Estratto del testo:
§ §
Il piano prevedeva l’ampliamento dei circuiti NTC con nuove piste e impianti su
duecento ettari guadagnati distruggendo l’ultimo pezzo di un antico bosco
mediterraneo e 351 ettari espropriando terreni dei cittadini. Tutto con il
consenso della Regione Puglia e dei comuni di Nardò e Porto Cesareo, che
riconoscevano in questo progetto la pubblica utilità. L’area rientra in un sito
di interesse comunitario e in una riserva regionale, è tutelata dalla normativa
comunitaria, la Direttiva Habitat e la rete Natura 2000 per la salvaguardia
della biodiversità. Normative che sono state aggirate senza il parere della
Commissione europea e senza dibattito pubblico, ignorando numerosi pareri
d’impatto ambientale negativi. Tutto grazie al “rilevante interesse pubblico”
connesso alla salute dell’uomo e alla sicurezza pubblica. Infatti, alla
distruzione del bosco, il progetto affianca la realizzazione di un centro di
elisoccorso attrezzato con eliporto e annesse strutture sanitarie, un centro
visite polifunzionale e un centro di sicurezza antincendi. Molto è stato detto
riguardo la reale utilità pubblica di queste opere: gli ospedali di Lecce e
Brindisi sono sprovvisti di piste di atterraggio e gli incendi che nei mesi
estivi hanno interessato le campagne nei terreni limitrofi all’anello di Porsche
non hanno visto i soccorsi di NTC.
L’IMBROGLIO ECOLOGICO
Le misure compensative alla distruzione del bosco sarebbero state la
rinaturalizzazione e riforestazione delle aree intorno al perimetro di NTC, ma
era impensabile rimpiazzare una comunità ecosistemica complessa e
autosufficiente con filari di alberelli bisognosi di anni e acqua per crescere,
con sole dodici specie vegetali contro le quattrocentoventi attestate nel bosco
secolare. Per fare spazio alle piste di prova per auto
elettriche, Porsche avrebbe tradito le promesse di sostenibilità del gruppo
Volkswagen, di cui fa parte: “lasciare un mondo migliore per le generazioni
future”, “sostenibilità significa mantenere a lungo termine sistemi ecologici,
sociali ed economici sostenibili a livello globale, regionale e locale”.
§ §
Estratti di dati:
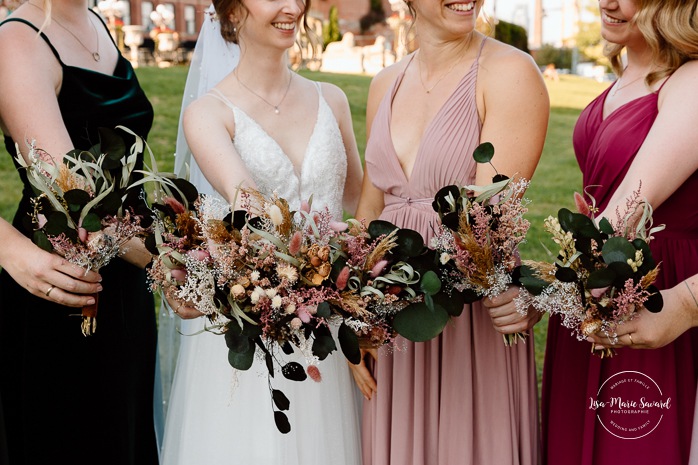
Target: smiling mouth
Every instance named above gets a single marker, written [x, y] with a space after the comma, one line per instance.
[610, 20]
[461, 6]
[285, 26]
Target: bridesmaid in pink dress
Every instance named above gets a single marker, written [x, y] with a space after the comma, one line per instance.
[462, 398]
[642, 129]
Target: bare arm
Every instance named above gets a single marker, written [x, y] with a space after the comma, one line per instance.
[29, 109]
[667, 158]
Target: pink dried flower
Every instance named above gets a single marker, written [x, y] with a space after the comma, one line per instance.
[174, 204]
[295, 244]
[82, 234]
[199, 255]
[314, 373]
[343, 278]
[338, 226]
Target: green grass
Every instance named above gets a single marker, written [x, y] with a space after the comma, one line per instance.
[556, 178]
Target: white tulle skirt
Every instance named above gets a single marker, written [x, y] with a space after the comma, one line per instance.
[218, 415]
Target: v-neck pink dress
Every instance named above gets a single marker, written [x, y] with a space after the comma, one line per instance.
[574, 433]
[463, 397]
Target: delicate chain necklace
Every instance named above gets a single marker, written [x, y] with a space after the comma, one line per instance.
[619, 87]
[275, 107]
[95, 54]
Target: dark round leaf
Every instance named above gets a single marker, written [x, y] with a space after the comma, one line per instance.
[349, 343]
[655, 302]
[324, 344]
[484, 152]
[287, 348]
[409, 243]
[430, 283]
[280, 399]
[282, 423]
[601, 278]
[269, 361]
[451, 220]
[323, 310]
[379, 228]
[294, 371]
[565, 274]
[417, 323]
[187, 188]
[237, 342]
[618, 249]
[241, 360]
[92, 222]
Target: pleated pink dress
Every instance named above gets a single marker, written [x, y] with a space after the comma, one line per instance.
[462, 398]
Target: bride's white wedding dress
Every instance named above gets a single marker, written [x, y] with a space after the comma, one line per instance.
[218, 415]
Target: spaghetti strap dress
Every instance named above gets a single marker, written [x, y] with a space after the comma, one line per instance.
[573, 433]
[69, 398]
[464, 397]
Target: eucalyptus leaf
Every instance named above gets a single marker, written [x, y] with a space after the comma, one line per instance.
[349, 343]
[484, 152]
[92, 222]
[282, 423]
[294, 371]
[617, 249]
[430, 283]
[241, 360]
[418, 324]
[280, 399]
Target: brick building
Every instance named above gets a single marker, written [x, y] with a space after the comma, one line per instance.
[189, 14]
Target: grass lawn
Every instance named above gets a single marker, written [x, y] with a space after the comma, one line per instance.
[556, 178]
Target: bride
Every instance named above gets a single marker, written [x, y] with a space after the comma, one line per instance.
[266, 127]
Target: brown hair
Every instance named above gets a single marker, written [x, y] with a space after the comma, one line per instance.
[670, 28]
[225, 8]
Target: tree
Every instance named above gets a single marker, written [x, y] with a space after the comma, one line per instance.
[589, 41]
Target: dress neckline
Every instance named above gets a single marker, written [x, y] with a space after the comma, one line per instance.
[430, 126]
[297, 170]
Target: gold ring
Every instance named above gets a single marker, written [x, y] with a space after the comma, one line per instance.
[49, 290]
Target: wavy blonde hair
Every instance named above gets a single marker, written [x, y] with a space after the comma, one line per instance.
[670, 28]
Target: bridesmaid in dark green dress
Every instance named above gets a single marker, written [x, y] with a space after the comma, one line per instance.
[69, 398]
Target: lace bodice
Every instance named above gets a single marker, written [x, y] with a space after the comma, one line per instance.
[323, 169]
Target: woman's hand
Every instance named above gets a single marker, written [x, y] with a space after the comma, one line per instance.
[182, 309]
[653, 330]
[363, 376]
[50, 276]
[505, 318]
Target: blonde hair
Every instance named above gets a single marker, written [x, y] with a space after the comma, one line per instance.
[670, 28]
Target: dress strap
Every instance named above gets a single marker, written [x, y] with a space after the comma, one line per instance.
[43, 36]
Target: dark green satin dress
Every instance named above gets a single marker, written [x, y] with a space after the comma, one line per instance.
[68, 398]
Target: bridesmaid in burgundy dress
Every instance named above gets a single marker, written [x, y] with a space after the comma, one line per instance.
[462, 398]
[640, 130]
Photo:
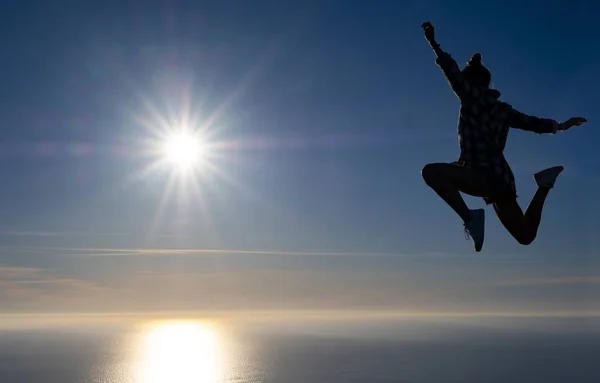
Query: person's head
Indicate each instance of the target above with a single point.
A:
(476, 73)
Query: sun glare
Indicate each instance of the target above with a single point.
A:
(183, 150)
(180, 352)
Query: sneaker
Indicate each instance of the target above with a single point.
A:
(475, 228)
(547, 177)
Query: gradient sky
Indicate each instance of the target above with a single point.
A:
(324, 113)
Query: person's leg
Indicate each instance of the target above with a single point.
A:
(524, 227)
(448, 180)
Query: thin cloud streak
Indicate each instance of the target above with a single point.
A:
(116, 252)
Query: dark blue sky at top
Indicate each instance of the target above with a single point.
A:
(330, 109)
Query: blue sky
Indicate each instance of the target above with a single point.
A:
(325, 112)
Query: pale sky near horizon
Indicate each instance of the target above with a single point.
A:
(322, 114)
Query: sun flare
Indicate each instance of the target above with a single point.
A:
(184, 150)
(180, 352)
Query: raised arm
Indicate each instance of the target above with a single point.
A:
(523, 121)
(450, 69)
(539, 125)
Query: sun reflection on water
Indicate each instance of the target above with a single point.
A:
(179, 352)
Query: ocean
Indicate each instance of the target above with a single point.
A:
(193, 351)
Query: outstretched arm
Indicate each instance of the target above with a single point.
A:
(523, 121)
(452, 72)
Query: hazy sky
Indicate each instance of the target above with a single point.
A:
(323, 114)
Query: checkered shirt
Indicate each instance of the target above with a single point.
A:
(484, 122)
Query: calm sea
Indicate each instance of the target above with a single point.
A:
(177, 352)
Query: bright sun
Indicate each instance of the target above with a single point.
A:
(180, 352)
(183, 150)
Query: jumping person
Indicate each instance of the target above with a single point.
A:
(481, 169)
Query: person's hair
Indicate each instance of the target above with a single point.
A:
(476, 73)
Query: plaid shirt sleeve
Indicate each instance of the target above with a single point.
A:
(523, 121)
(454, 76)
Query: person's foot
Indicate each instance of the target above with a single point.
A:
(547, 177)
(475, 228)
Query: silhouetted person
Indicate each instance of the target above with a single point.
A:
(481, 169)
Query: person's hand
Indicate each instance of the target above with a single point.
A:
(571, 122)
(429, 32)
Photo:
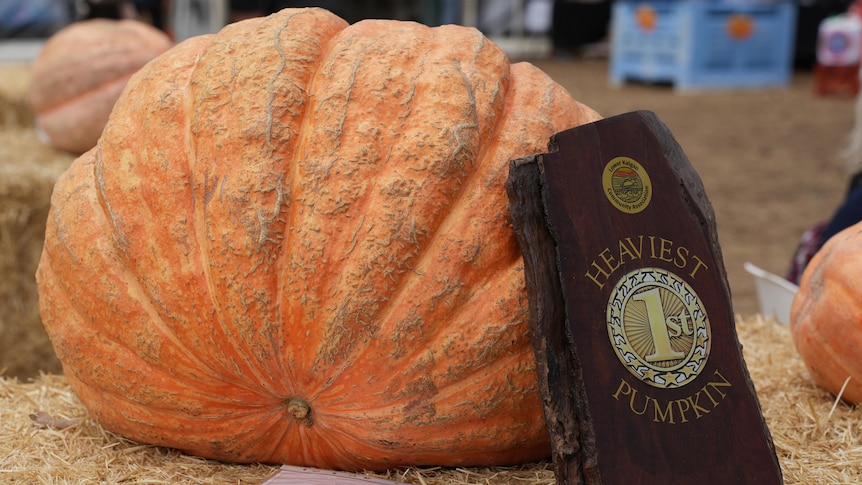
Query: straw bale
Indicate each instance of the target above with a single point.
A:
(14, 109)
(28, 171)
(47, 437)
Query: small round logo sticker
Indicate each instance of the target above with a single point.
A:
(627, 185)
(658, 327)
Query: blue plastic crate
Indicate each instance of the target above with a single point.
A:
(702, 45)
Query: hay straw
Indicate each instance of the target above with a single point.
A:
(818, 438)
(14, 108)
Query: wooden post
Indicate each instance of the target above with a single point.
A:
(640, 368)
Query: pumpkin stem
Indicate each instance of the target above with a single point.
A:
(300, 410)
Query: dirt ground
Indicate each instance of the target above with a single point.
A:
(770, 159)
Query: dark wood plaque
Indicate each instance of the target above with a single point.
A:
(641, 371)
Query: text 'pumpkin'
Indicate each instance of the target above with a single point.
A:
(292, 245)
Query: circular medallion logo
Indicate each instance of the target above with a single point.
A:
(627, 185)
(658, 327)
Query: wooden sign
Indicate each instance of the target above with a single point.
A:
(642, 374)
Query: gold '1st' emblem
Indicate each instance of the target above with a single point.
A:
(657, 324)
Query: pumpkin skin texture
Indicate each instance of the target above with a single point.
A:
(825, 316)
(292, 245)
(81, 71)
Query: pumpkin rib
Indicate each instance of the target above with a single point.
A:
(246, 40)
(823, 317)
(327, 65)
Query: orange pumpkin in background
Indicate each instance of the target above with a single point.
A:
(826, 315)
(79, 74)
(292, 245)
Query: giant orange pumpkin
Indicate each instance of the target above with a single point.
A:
§ §
Istruzioni:
- A) Ricopia dal testo sull'ampliamento della pista NTC tutto il brano che va da "connesso alla salute" giù fino a "soccorsi di NTC.".
- B) Prosegui il testo sull'ampliamento della pista NTC, riprendendo subito dopo l'ultima frase riportata.
Le voci sono materiale a sé, separato dal testo sull'ampliamento della pista NTC.

Soluzioni:
- A)
connesso alla salute dell’uomo e alla sicurezza pubblica. Infatti, alla
distruzione del bosco, il progetto affianca la realizzazione di un centro di
elisoccorso attrezzato con eliporto e annesse strutture sanitarie, un centro
visite polifunzionale e un centro di sicurezza antincendi. Molto è stato detto
riguardo la reale utilità pubblica di queste opere: gli ospedali di Lecce e
Brindisi sono sprovvisti di piste di atterraggio e gli incendi che nei mesi
estivi hanno interessato le campagne nei terreni limitrofi all’anello di Porsche
non hanno visto i soccorsi di NTC.

- B)
Per denunciare il massacro ambientale in un’area protetta e la perdita
irreversibile di biodiversità, per resistere a questa truffa ai danni della
natura e della comunità, si è costituito nell’autunno 2023 il comitato Custodi
del bosco d’Arneo, che ha promosso un ricorso al Tar a gennaio 2024 insieme a
Italia Nostra e Gruppo di Intervento Giuridico, fino a ottenere dal commissario
europeo per l’ambiente Sinkevičius, a nome della Commissione europea, la
richiesta di ulteriori chiarimenti riguardo il progetto e i presunti motivi di
interesse pubblico. Nei mesi è cresciuta la solidarietà e la mobilitazione
dell’opinione pubblica tedesca, con sit-in e manifestazioni a Stoccarda, patria
di Porsche, una lettera aperta ai Ceo di Porsche e Volkswagen, con
il supporto delle tre maggiori associazioni per la tutela della natura del
Baden-Württemberg, Nabu, Bund e Lnv, di Robin Wood e Fern.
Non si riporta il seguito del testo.